• **Aim**: Show every line of the records below that contains the string "candle".

• **Record excerpts**:
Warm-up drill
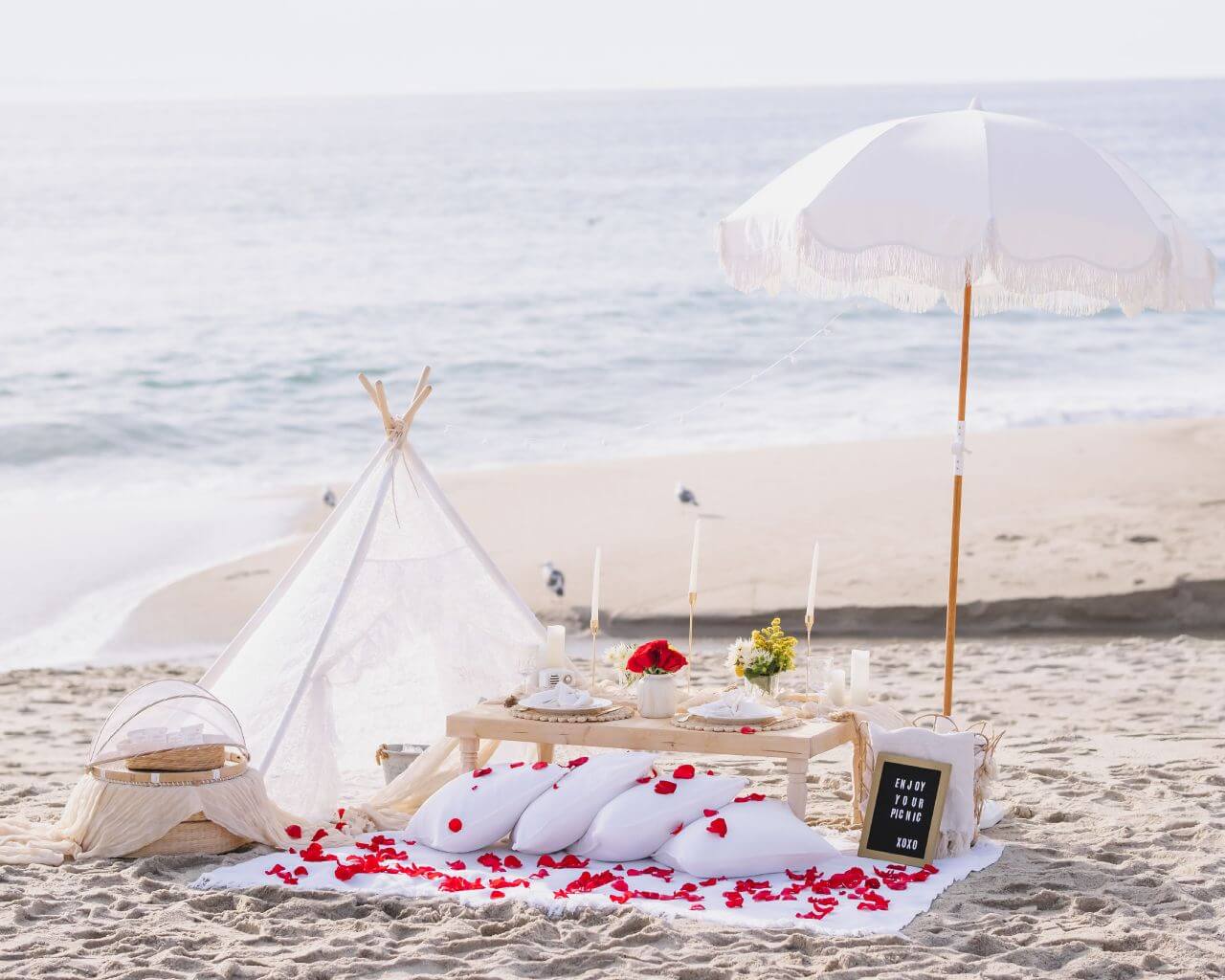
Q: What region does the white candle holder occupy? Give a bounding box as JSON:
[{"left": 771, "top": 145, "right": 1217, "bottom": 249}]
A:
[
  {"left": 591, "top": 616, "right": 600, "bottom": 691},
  {"left": 804, "top": 612, "right": 817, "bottom": 701}
]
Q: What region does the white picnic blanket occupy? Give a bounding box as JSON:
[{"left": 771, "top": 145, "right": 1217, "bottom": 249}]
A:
[{"left": 191, "top": 831, "right": 1003, "bottom": 935}]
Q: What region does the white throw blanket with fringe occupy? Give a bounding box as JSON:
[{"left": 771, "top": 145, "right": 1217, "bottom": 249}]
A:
[{"left": 0, "top": 769, "right": 297, "bottom": 866}]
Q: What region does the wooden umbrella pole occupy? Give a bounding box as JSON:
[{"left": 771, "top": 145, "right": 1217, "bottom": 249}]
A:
[{"left": 945, "top": 273, "right": 970, "bottom": 716}]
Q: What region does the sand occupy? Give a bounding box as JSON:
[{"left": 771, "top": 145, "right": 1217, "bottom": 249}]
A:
[
  {"left": 0, "top": 635, "right": 1225, "bottom": 980},
  {"left": 109, "top": 419, "right": 1225, "bottom": 653}
]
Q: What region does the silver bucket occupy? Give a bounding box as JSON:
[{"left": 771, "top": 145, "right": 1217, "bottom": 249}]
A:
[{"left": 375, "top": 743, "right": 429, "bottom": 783}]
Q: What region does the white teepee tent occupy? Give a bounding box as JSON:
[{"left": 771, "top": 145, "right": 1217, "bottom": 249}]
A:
[{"left": 201, "top": 368, "right": 544, "bottom": 819}]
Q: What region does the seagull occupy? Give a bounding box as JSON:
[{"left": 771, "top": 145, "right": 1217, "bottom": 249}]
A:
[{"left": 540, "top": 561, "right": 566, "bottom": 595}]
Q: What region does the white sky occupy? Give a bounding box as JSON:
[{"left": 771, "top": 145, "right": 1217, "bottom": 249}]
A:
[{"left": 0, "top": 0, "right": 1225, "bottom": 100}]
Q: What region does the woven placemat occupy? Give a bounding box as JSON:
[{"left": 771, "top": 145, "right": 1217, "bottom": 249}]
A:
[
  {"left": 511, "top": 704, "right": 635, "bottom": 724},
  {"left": 673, "top": 716, "right": 805, "bottom": 734}
]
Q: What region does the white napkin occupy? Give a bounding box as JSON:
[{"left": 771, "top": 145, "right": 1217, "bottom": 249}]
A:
[
  {"left": 690, "top": 687, "right": 779, "bottom": 718},
  {"left": 520, "top": 681, "right": 593, "bottom": 708}
]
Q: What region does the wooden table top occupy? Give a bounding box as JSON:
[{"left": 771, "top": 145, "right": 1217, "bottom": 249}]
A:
[{"left": 447, "top": 702, "right": 854, "bottom": 760}]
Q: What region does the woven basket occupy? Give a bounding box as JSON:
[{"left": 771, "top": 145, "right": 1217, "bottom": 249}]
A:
[
  {"left": 123, "top": 745, "right": 226, "bottom": 773},
  {"left": 123, "top": 813, "right": 251, "bottom": 858}
]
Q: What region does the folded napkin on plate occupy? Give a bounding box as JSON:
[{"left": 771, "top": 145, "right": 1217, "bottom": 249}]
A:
[
  {"left": 520, "top": 682, "right": 593, "bottom": 708},
  {"left": 690, "top": 687, "right": 779, "bottom": 718}
]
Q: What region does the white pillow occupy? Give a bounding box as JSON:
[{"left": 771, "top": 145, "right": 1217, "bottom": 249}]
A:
[
  {"left": 569, "top": 766, "right": 748, "bottom": 861},
  {"left": 653, "top": 793, "right": 838, "bottom": 879},
  {"left": 511, "top": 752, "right": 656, "bottom": 854},
  {"left": 407, "top": 762, "right": 566, "bottom": 854},
  {"left": 863, "top": 722, "right": 980, "bottom": 846}
]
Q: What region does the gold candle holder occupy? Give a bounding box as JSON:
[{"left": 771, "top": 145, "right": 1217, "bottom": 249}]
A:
[
  {"left": 685, "top": 591, "right": 697, "bottom": 695},
  {"left": 804, "top": 615, "right": 817, "bottom": 701},
  {"left": 591, "top": 616, "right": 600, "bottom": 690}
]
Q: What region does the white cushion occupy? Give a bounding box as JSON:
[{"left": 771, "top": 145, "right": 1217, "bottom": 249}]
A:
[
  {"left": 511, "top": 752, "right": 656, "bottom": 854},
  {"left": 407, "top": 762, "right": 566, "bottom": 854},
  {"left": 655, "top": 800, "right": 838, "bottom": 879},
  {"left": 863, "top": 723, "right": 980, "bottom": 838},
  {"left": 570, "top": 766, "right": 748, "bottom": 861}
]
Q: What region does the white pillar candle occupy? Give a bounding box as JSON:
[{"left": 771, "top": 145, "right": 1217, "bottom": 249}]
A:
[
  {"left": 850, "top": 651, "right": 872, "bottom": 704},
  {"left": 830, "top": 668, "right": 846, "bottom": 707},
  {"left": 690, "top": 518, "right": 702, "bottom": 594},
  {"left": 805, "top": 542, "right": 821, "bottom": 621},
  {"left": 591, "top": 547, "right": 600, "bottom": 622},
  {"left": 544, "top": 626, "right": 566, "bottom": 666}
]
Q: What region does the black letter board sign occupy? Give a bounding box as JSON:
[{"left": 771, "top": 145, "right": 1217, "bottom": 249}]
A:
[{"left": 858, "top": 752, "right": 953, "bottom": 867}]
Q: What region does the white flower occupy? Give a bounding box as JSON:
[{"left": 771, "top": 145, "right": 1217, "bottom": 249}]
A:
[
  {"left": 604, "top": 643, "right": 638, "bottom": 687},
  {"left": 727, "top": 635, "right": 753, "bottom": 673}
]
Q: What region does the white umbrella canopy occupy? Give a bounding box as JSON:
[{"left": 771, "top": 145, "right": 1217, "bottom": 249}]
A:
[
  {"left": 716, "top": 100, "right": 1216, "bottom": 714},
  {"left": 718, "top": 101, "right": 1215, "bottom": 315}
]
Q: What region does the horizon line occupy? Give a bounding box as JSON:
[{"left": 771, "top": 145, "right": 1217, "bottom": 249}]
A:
[{"left": 0, "top": 73, "right": 1225, "bottom": 105}]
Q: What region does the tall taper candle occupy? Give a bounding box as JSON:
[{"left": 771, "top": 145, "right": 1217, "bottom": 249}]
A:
[
  {"left": 591, "top": 547, "right": 600, "bottom": 622},
  {"left": 830, "top": 668, "right": 846, "bottom": 707},
  {"left": 850, "top": 651, "right": 872, "bottom": 705},
  {"left": 544, "top": 626, "right": 566, "bottom": 666},
  {"left": 804, "top": 542, "right": 821, "bottom": 620},
  {"left": 690, "top": 518, "right": 702, "bottom": 595}
]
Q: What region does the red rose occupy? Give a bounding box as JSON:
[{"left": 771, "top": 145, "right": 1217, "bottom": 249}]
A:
[{"left": 625, "top": 639, "right": 688, "bottom": 674}]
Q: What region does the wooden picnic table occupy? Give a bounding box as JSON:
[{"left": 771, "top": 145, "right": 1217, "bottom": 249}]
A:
[{"left": 447, "top": 703, "right": 854, "bottom": 819}]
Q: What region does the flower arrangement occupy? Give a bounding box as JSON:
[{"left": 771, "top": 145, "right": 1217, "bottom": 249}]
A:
[
  {"left": 604, "top": 643, "right": 642, "bottom": 687},
  {"left": 625, "top": 639, "right": 688, "bottom": 677},
  {"left": 727, "top": 617, "right": 796, "bottom": 678}
]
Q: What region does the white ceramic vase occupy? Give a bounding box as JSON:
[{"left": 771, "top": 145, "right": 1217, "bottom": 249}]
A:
[{"left": 638, "top": 674, "right": 677, "bottom": 718}]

• **Exercise solution**:
Q: What region does the white candle holder occupy? Give a bounding box as JSON:
Q: What region does the gold candle holder occupy? Give a bounding box as JSON:
Q: What region does the white pillar candle occupy? Give a bounding box as JSON:
Q: What region does the tall taper candle occupy? Give a bounding box as JSON:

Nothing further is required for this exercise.